Eventually the bus journey may become a thing of the past for most travellers once a new high speed rail line links Kunming with Hekou. Also, the upgrading of the entire 440km stretch between Kunming and Hekou to expressway should cut travelling times significantly too. Instead of 8 hours now then maybe only 5-6.
Only problem with travelling by bus on any journey in China that involves any 2-way non-expressway road is the number of delays caused by accidents. I took the said bus trip to and from Vietnam recently, and on the outbound journey, a three hour traffic jam was caused by a fatal accident somewhere north of Kaiyuan (开远) when a speeding car crashed into a truck or something. The police cleaned up the scene first, and only then allowed vehicles to pass, rather than the normal practice of trying to keep traffic flowing around the accident site (then again, the road is quite narrow, but still)..we finally arrived at the border at 8.45pm. Traffic was backed up for about 10km on either side.
On the way back, another accident only 20-30km north of the first site was more minor, but kept traffic waiting for 30-40 minutes in our case. Therefore, assume that what should be a 7.5-8 hour journey from Kunming to Hekou may actually take 10-11h instead.
Also, I have never seen any other westerners or non-Vietnamese foreigners taking that bus (it's only ever me or my travelling companions)...I wonder why that is, when you have hundreds of foreigners in Lao Cai, but not a single one dares to cross to Hekou (it seems). Come on people, Hekou is a nice enough place to visit, why not see for yourselves? That's another reason why the immigration staff in Hekou (who are very friendly and professional) take so long to process foreigners with passports, because they aren't used to seeing them. Almost all traffic across that border consists of Vietnamese traders on day passes.
Brilliant trip, didn't get robbed, nice people in Lao Cai...
I just did this trip last week; the Hekou-Laocai border is still open until 11 pm China time.
Also recommend the day bus from Kunming and then a sleeper train to Hanoi, prices have gone up a bit and a soft sleeper ticket is now 515,000 VND
This is an update on getting from kunming to hekou and then across the border in the Vietnamese town of Lao cai to Hanoi.
Overnight bus from kunming to hekou
My wife and I took the overnight bus from kunming to hekou last Friday night, a week before Chinese new year. It cost about 150¥/person. The bus wasn't that crowded and was clean. The beds (not recliners) are in three rows, are slim and not uncomfortable. They provide a pillow and blanket (not sure how clean these were). If you are tall and wide, you may be sleeping with bent knees.

## [Problems to work on]
• a. List every town or city named in the travel notes, each once.
• b. Retype the passage of the travel notes starting at "Eventually the bus" and ending at "maybe only 5-6.".

## [Rows]

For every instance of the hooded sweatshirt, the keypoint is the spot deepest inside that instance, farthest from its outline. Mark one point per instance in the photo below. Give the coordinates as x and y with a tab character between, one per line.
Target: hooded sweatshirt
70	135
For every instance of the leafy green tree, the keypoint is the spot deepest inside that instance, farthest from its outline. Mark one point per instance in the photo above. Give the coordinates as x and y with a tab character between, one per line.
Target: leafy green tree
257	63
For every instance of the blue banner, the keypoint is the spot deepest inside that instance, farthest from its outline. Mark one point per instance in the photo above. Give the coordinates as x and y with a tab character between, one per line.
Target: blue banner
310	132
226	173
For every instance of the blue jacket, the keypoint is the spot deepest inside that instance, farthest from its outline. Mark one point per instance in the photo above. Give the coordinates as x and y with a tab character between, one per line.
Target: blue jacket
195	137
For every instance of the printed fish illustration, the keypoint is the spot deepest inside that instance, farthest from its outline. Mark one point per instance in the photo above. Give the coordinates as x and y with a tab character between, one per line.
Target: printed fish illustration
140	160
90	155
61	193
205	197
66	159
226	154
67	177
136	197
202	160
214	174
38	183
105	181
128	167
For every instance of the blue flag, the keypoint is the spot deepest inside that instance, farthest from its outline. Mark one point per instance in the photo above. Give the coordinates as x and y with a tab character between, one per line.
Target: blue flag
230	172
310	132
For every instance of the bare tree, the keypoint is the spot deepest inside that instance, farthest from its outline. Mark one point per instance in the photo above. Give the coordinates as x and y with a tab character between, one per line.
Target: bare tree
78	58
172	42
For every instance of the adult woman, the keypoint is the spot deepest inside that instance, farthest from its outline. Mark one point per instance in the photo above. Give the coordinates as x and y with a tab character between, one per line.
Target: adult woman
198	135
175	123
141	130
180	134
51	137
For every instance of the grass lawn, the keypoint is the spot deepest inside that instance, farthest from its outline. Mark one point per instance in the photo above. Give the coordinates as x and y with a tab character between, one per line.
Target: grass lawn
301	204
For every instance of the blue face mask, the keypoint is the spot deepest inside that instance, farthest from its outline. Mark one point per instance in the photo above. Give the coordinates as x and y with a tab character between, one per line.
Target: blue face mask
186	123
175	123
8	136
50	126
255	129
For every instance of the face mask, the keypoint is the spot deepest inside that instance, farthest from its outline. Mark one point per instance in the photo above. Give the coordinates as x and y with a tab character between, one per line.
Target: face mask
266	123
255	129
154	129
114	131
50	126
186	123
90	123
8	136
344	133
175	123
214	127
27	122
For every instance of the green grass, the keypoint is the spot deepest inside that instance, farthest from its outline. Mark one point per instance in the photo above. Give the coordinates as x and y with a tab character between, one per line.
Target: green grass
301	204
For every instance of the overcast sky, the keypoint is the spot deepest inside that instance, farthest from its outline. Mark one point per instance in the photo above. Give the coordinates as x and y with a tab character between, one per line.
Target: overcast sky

## [Results of the tasks]
• a. Kunming, Hekou, Kaiyuan, Lao Cai, Hanoi

• b.
Eventually the bus journey may become a thing of the past for most travellers once a new high speed rail line links Kunming with Hekou. Also, the upgrading of the entire 440km stretch between Kunming and Hekou to expressway should cut travelling times significantly too. Instead of 8 hours now then maybe only 5-6.